#### [Task material]

○ ○ ○ ○ ○

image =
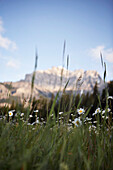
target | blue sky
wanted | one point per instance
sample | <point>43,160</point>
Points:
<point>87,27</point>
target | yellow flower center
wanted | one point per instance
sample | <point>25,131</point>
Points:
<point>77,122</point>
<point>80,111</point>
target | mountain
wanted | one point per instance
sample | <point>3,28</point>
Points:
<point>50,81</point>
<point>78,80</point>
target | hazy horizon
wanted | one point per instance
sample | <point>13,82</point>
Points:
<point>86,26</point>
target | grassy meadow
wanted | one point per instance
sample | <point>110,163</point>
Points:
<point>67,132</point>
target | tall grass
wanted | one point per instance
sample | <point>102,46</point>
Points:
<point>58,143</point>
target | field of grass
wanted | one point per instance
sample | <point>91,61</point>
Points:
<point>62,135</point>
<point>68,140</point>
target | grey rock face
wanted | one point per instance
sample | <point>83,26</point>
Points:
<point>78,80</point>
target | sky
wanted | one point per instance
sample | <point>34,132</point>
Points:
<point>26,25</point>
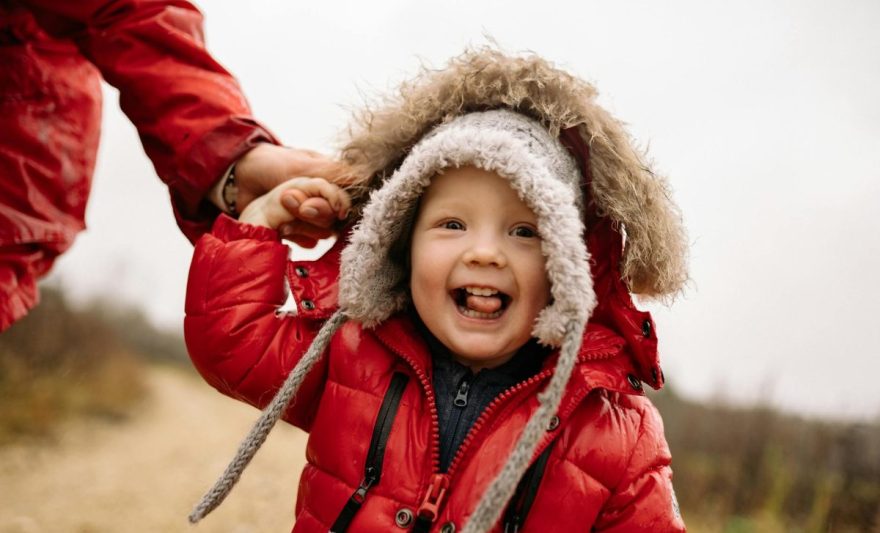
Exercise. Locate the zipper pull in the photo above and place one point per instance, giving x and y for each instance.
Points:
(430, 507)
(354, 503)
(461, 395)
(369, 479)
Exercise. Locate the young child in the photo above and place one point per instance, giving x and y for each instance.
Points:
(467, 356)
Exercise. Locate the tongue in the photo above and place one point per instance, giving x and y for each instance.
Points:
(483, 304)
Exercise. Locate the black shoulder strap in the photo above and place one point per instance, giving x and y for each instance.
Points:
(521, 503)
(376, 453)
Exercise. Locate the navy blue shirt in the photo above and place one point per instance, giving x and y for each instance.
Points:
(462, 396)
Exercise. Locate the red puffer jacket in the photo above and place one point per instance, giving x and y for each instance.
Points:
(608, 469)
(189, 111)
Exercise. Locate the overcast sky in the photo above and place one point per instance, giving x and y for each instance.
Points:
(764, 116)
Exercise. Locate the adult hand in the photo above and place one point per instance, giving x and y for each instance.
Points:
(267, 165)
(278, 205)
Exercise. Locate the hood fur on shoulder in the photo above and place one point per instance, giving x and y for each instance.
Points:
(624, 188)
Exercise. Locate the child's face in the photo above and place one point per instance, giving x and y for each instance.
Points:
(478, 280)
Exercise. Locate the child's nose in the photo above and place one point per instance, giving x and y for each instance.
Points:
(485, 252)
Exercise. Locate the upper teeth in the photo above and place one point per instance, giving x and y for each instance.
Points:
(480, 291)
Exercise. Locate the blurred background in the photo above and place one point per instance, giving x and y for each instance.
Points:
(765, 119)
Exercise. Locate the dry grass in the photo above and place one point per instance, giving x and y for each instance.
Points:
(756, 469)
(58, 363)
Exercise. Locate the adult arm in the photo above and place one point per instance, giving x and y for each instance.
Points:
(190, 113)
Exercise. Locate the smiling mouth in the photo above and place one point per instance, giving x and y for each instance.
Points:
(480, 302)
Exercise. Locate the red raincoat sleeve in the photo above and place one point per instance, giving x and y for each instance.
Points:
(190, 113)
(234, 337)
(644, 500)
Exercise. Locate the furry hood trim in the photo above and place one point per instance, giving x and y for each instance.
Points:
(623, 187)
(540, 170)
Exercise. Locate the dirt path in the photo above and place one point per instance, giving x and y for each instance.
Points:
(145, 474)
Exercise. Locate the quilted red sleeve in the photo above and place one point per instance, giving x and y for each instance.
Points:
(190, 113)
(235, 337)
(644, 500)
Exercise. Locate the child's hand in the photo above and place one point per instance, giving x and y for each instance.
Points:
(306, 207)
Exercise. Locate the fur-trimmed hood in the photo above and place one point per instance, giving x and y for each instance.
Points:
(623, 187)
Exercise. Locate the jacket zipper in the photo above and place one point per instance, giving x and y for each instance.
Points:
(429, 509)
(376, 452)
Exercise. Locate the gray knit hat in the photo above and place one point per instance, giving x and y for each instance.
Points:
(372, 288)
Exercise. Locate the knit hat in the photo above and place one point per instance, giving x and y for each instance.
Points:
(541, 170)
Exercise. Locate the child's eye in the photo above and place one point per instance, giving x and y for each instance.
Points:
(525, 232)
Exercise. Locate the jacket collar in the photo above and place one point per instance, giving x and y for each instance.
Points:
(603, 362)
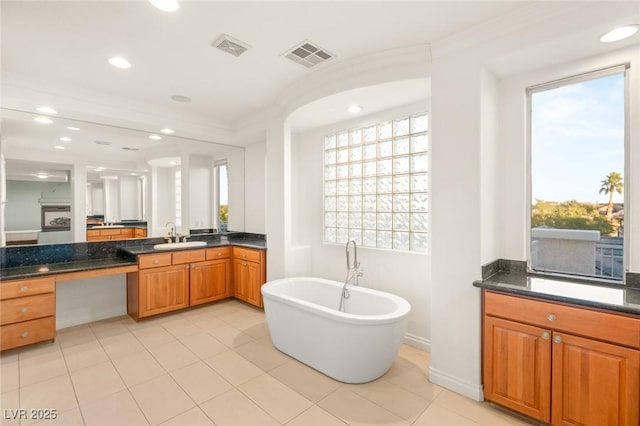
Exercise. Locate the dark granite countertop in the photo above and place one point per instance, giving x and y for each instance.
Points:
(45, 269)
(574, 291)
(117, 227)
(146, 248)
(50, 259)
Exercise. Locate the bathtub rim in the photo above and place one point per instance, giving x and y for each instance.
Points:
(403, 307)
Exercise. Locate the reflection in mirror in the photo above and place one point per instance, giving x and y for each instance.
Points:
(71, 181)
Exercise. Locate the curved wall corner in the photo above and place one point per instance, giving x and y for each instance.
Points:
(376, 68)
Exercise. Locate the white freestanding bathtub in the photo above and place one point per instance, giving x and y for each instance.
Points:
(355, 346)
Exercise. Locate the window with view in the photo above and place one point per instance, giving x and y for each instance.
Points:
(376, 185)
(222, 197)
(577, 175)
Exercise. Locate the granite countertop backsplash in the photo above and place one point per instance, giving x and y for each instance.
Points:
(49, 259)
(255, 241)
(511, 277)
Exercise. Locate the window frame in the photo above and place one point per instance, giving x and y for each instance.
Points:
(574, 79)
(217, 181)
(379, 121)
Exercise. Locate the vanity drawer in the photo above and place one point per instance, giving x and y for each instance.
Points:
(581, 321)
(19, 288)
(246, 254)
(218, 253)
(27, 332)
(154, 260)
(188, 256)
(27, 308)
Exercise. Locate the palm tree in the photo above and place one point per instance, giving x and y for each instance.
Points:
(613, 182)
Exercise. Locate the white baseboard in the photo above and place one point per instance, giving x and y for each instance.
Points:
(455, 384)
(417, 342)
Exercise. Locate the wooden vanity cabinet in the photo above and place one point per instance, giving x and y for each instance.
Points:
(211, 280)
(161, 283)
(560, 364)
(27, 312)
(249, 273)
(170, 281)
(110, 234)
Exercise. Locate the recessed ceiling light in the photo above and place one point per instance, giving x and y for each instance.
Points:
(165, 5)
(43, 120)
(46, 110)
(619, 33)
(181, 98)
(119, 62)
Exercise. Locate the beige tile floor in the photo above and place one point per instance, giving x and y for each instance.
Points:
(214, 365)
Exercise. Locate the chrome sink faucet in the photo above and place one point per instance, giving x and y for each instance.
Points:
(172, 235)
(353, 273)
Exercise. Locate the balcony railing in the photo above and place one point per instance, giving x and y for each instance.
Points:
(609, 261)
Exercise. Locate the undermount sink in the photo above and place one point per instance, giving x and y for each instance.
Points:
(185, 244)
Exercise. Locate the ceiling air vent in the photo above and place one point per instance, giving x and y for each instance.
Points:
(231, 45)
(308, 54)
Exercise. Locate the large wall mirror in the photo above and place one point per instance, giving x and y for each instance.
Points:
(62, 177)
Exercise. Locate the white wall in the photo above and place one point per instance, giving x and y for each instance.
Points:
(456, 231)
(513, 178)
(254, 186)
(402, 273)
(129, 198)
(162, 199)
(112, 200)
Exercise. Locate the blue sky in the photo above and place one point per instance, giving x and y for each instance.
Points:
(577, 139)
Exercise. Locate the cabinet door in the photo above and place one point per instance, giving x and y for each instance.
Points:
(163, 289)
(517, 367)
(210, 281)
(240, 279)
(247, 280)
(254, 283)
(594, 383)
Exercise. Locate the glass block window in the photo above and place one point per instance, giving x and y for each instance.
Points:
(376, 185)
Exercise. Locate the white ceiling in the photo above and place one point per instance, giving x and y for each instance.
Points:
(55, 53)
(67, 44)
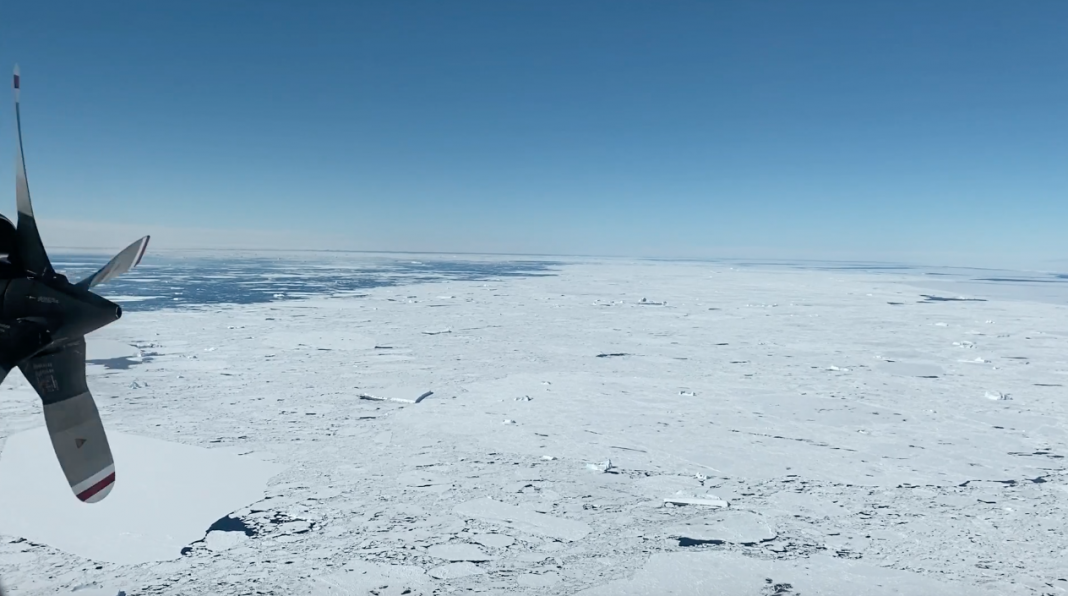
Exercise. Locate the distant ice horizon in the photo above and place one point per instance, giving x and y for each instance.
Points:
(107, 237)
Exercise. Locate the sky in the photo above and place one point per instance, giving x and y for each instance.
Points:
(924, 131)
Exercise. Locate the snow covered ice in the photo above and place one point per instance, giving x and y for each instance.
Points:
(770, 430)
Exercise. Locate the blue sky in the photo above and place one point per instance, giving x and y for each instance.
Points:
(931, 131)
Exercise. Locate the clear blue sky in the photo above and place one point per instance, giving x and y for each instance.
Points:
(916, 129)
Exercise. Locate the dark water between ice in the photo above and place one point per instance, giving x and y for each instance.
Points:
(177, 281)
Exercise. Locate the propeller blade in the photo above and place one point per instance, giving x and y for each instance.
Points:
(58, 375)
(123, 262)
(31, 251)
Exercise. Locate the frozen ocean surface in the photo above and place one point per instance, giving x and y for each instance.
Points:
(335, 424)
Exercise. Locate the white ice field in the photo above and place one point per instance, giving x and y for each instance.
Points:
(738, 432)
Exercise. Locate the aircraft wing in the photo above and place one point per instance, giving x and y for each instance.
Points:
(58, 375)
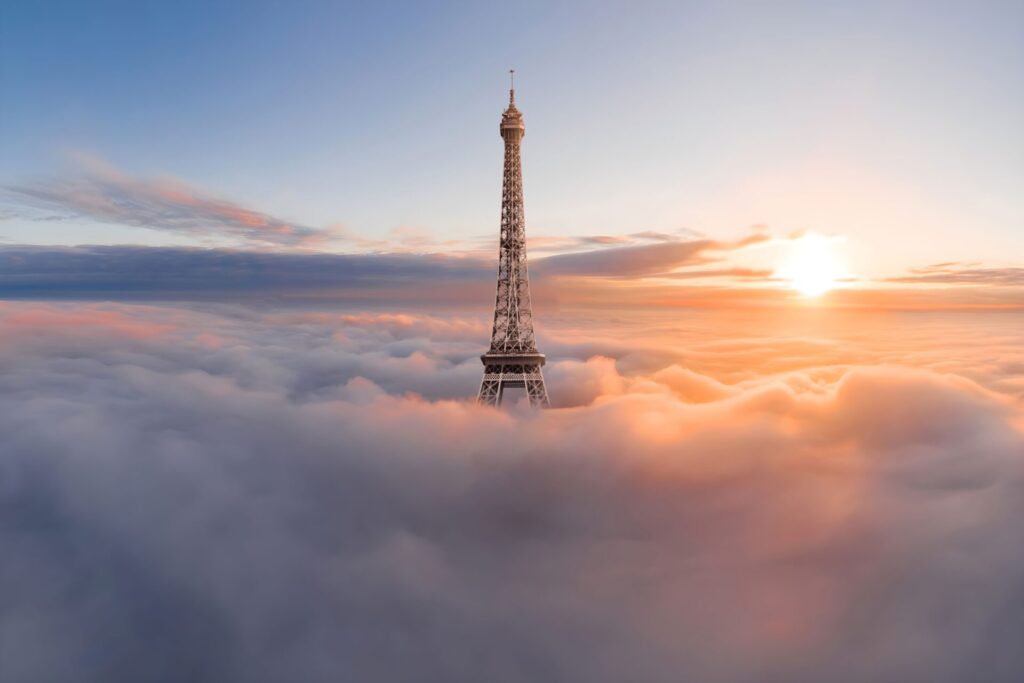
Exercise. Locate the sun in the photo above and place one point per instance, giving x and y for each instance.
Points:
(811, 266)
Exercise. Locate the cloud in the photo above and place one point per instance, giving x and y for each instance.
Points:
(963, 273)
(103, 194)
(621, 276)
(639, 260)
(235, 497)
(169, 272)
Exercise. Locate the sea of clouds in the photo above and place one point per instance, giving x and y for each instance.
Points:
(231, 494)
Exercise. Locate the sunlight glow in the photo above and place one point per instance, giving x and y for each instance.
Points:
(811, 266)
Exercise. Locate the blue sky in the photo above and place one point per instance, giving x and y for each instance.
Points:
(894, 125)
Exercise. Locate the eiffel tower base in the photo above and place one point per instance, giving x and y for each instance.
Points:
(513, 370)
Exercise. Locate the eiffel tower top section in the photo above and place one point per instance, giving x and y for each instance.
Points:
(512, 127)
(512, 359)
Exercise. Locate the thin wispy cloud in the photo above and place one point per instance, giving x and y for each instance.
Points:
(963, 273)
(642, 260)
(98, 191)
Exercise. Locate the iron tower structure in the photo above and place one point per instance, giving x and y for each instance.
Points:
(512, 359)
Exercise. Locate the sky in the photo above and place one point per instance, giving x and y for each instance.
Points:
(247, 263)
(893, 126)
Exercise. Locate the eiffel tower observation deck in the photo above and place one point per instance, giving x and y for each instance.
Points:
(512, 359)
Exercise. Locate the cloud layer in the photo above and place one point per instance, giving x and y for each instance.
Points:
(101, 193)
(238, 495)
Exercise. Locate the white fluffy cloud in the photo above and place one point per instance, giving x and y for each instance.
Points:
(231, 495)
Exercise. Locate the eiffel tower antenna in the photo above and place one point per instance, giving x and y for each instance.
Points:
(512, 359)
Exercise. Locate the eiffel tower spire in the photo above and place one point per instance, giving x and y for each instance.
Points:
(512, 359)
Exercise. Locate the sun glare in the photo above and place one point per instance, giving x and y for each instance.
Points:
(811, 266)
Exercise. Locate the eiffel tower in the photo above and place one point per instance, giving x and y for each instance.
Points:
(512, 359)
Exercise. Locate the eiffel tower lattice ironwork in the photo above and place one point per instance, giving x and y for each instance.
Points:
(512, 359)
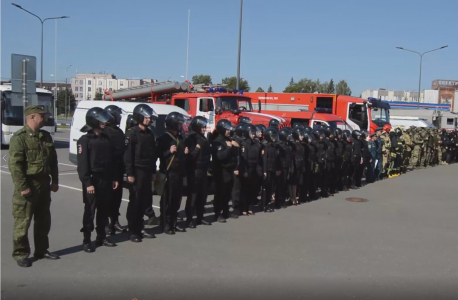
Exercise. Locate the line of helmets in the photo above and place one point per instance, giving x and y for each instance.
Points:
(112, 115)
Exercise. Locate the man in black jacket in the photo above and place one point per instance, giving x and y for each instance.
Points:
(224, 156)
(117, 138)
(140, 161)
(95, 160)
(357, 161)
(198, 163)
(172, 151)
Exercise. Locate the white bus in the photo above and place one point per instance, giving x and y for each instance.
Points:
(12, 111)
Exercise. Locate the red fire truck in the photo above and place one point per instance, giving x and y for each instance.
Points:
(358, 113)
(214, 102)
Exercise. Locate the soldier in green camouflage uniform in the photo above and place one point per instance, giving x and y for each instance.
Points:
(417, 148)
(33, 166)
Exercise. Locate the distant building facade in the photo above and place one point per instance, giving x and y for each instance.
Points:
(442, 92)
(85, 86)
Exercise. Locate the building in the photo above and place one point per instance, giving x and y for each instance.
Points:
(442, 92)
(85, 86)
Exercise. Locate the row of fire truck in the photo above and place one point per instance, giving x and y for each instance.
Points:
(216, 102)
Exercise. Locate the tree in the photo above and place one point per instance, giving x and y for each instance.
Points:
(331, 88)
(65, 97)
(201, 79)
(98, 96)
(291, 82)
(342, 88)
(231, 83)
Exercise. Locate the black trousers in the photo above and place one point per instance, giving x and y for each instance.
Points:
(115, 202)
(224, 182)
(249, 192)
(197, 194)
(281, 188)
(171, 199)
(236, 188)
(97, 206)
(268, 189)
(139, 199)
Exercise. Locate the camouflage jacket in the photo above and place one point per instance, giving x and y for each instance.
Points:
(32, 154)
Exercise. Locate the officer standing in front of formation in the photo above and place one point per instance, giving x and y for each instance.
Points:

○ ○ ○ ○ ○

#### [Action item]
Which lines of the data include the string "mirror"? Find them and copy each one.

#### [Finished task]
Exercise. Locate the reflection in mirror in the photo above and place one point per instance, giving x and y for each instance.
Exercise. Locate the large wall mirror in the photo above and place one point per instance, giving x and y for each instance.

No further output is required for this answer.